───── Text block
More of the sovereignty movement’s pseudo-legal theories

I would like to attribute the following to a fringe group in the current Hawaiian sovereignty movement, but I’m afraid such silliness has taken root in the belief systems of more than a simple “fringe.”

In a post last Wednesday, I took an updated look at a lawsuit brought by the state’s Office of Consumer Protection seeking to block a lawyer from attempting to stop foreclosures by invoking supposed Hawaiian sovereignty.

I’ll try to summarize his argument, made unsuccessfully in hundreds of foreclosure cases. The lawyer, Dexter Kaiama, argues Hawaii annexation to the U.S. in 1898 wasn’t legal, Kingdom law still reigns, land titles since that time are “clouded,” and American courts have no jurisdiction.

Yes, that’s a lot to swallow, and courts have quickly and easily dismissed the arguments. It isn’t clear whether any clients were disadvantaged by the lack of universal success of the sovereignty argument, or were simply thankful for any delays in their foreclosure cases that being tied up in court caused. But such legally frivolous arguments, repeated many times over in different cases, do end up racking up costs for the courts and the public.

It turns out that Kaiama and his apparent partner, sovereignty activist and theorist David Keanu Sai, have other items in their bag of tricks.

In one of several cases involving defendants who were arrested last year during the protests on Mauna Kea, Kaiama agues that only a “properly constituted” military tribunal has jurisdiction over his client, apparently based on the premiss that Hawaii is occupied by an enemy power (the United States) and therefore governed by the laws of war and those setting rules for the treatment of populations in occupied territories.

The State of Hawai‘i, through the Department of the Attorney General (hereinafter “STATE”), has filed charges of Obstruction in the District Court of the Third Circuit, against Defendant Kaliko Kanaele (hereinafter “KANAELE”).
──────────
§ **Short problem 1**:
Answer these from the post on sovereignty legal theories:
(a) In what year does the lawyer argue Hawaii's annexation to the U.S. was not legal?
(b) Who is named as the lawyer's apparent partner?
(c) What charge has the State filed against Kaliko Kanaele?
───── Information provided
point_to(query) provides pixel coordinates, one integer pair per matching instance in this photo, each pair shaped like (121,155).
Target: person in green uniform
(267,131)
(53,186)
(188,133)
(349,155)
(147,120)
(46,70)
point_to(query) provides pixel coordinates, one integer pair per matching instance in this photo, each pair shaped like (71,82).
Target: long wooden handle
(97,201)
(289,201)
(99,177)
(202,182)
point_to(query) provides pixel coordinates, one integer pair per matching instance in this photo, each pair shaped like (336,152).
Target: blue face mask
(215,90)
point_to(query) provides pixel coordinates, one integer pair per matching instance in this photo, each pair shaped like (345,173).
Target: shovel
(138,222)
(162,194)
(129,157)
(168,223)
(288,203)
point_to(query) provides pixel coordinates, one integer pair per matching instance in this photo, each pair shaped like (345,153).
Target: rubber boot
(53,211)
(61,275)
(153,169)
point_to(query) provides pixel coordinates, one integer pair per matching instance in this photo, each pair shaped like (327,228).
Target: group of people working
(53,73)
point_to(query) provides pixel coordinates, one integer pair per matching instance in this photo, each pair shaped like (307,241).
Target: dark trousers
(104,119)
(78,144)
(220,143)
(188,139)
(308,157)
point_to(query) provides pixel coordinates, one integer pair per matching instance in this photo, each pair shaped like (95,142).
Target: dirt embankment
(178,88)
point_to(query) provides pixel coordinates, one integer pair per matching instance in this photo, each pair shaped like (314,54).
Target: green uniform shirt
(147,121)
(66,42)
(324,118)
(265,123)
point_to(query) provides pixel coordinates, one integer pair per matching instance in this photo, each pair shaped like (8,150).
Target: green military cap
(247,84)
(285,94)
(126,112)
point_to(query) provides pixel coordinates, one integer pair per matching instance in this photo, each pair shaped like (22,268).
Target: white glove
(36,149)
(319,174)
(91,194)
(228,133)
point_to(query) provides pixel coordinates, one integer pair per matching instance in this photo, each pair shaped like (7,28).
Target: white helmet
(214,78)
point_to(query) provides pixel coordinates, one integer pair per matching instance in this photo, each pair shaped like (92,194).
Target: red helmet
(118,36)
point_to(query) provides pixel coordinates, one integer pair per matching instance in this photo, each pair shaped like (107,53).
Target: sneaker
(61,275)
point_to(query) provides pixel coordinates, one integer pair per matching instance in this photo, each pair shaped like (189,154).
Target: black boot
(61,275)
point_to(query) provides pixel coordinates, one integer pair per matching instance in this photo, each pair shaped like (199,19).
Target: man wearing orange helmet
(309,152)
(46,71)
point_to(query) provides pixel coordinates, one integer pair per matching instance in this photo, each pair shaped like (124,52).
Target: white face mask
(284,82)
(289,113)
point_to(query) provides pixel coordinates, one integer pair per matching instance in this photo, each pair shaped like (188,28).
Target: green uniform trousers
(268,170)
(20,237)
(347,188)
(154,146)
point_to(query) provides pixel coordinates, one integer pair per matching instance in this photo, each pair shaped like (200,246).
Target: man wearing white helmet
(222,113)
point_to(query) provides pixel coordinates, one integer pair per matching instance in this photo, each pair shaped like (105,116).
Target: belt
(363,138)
──────────
§ **Short problem 2**:
In the records, take the lines from the one containing "shaped like (105,116)." through the end of the records. Output them as a numbered list, skipping blank lines.

§ **Right answer 1**:
(a) 1898
(b) David Keanu Sai, a sovereignty activist and theorist
(c) Obstruction

§ **Right answer 2**:
1. point_to(query) provides pixel coordinates, one integer pair per matching instance in this photo, each pair shaped like (105,116).
2. Target: belt
3. (363,138)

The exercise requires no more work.